__Directions__
Rewrite the listing below as a Markdown table with the columns "No." and "Text", one numbered row per line, from the start of the listing up to and including the line containing "273 173 L 278". Skip blank lines and leave the pictures out.

__Given data__
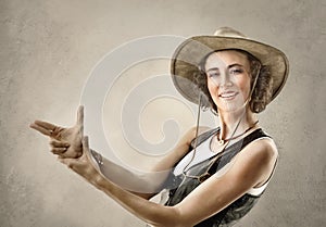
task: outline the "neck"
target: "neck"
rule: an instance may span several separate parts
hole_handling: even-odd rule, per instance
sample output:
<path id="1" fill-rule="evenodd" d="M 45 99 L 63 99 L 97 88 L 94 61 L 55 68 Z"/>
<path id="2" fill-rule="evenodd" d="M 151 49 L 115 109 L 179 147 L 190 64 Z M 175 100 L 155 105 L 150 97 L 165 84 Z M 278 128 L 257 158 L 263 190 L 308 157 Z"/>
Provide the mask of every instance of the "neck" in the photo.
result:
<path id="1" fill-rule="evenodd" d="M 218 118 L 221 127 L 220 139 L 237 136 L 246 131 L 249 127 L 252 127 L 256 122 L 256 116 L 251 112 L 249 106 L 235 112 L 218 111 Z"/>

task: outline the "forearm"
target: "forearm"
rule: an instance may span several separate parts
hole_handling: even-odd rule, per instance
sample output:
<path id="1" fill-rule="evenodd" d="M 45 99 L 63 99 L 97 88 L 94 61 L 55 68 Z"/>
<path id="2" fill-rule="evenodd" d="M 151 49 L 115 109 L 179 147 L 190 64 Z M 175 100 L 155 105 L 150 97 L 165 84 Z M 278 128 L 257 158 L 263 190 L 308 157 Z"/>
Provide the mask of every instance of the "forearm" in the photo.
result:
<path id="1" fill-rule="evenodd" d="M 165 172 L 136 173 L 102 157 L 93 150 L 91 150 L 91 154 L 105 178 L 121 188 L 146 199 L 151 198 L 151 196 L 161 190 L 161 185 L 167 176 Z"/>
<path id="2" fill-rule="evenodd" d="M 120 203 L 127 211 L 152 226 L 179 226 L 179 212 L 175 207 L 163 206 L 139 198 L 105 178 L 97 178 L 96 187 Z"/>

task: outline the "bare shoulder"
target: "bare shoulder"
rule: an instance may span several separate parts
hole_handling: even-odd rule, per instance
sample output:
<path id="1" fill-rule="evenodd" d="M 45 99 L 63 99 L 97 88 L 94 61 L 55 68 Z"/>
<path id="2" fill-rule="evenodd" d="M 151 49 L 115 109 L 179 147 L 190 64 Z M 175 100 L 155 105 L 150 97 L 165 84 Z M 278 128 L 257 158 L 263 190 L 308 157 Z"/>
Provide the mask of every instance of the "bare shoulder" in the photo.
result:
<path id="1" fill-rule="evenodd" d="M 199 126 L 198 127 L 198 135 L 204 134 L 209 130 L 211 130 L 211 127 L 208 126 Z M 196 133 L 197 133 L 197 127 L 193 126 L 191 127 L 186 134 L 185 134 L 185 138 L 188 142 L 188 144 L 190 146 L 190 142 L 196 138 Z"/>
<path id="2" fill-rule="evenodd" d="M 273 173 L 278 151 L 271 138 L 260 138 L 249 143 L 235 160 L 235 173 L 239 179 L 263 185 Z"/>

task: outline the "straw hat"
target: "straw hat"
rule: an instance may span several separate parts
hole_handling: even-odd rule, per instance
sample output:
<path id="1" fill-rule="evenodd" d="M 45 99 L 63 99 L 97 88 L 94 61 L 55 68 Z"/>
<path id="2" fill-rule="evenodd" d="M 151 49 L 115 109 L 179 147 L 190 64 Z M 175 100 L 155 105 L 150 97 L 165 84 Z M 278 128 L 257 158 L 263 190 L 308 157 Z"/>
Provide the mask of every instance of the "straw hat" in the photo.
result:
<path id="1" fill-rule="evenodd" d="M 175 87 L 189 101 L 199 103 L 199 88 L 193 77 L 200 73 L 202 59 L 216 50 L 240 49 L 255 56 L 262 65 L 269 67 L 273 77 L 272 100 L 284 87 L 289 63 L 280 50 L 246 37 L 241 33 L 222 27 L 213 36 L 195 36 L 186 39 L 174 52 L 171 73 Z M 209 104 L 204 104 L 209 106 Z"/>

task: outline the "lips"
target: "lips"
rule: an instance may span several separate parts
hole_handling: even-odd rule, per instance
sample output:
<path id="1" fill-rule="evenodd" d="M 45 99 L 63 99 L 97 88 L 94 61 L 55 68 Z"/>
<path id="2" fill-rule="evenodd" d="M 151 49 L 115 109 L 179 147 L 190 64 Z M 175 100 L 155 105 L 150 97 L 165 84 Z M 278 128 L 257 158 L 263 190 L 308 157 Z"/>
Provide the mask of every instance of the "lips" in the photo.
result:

__Task answer__
| No. | Text |
|---|---|
| 1 | task: outline the "neck" |
| 2 | target: "neck" |
| 3 | rule: an instance may span several separate parts |
| 4 | hole_handling: even-odd rule, per instance |
| 5 | sample output: |
| 6 | <path id="1" fill-rule="evenodd" d="M 45 99 L 63 99 L 97 88 L 94 61 L 55 68 Z"/> |
| 7 | <path id="2" fill-rule="evenodd" d="M 151 49 L 115 109 L 179 147 L 190 64 Z M 175 100 L 155 105 L 150 97 L 165 84 Z M 278 128 L 257 158 L 263 190 L 308 157 Z"/> |
| 8 | Provide the mask of every instance of the "neck" in the photo. |
| 9 | result: |
| 10 | <path id="1" fill-rule="evenodd" d="M 218 118 L 221 127 L 220 139 L 237 136 L 246 131 L 249 127 L 252 127 L 256 122 L 256 116 L 251 112 L 249 106 L 235 112 L 218 111 Z"/> |
| 11 | task: outline the "forearm" |
| 12 | target: "forearm" |
| 13 | rule: an instance may span several separate parts |
| 14 | hole_handling: even-odd rule, per instance |
| 15 | sample output: |
| 16 | <path id="1" fill-rule="evenodd" d="M 45 99 L 63 99 L 97 88 L 94 61 L 55 68 Z"/> |
| 17 | <path id="2" fill-rule="evenodd" d="M 151 49 L 115 109 L 179 147 L 190 64 Z M 175 100 L 155 105 L 150 97 L 165 84 Z M 278 128 L 257 158 L 263 190 L 308 157 Z"/> |
| 18 | Provide the mask of every instance of the "forearm" in the photo. |
| 19 | result: |
| 20 | <path id="1" fill-rule="evenodd" d="M 165 172 L 136 173 L 102 157 L 93 150 L 91 150 L 91 154 L 105 178 L 121 188 L 146 199 L 151 198 L 151 196 L 161 190 L 161 185 L 167 176 Z"/> |
| 21 | <path id="2" fill-rule="evenodd" d="M 120 203 L 127 211 L 152 226 L 179 226 L 179 212 L 175 207 L 163 206 L 139 198 L 105 178 L 97 178 L 96 187 Z"/> |
| 22 | task: outline the "bare shoulder" |
| 23 | target: "bare shoulder" |
| 24 | rule: an instance may span several separate parts |
| 25 | hole_handling: even-odd rule, per instance |
| 26 | sample output: |
| 27 | <path id="1" fill-rule="evenodd" d="M 45 99 L 63 99 L 97 88 L 94 61 L 55 68 Z"/> |
| 28 | <path id="2" fill-rule="evenodd" d="M 151 49 L 115 109 L 179 147 L 190 64 Z M 175 100 L 155 105 L 150 97 L 165 84 Z M 278 128 L 257 158 L 263 190 L 308 157 Z"/> |
| 29 | Provide the mask of every instance of the "bare shoulder" in the photo. |
| 30 | result: |
| 31 | <path id="1" fill-rule="evenodd" d="M 199 126 L 198 127 L 198 135 L 204 134 L 209 130 L 211 130 L 211 127 L 208 126 Z M 196 133 L 197 133 L 197 127 L 193 126 L 191 127 L 186 134 L 185 134 L 185 138 L 188 142 L 188 144 L 190 146 L 190 142 L 196 138 Z"/> |
| 32 | <path id="2" fill-rule="evenodd" d="M 273 173 L 278 151 L 271 138 L 260 138 L 249 143 L 235 160 L 235 173 L 239 179 L 263 185 Z"/> |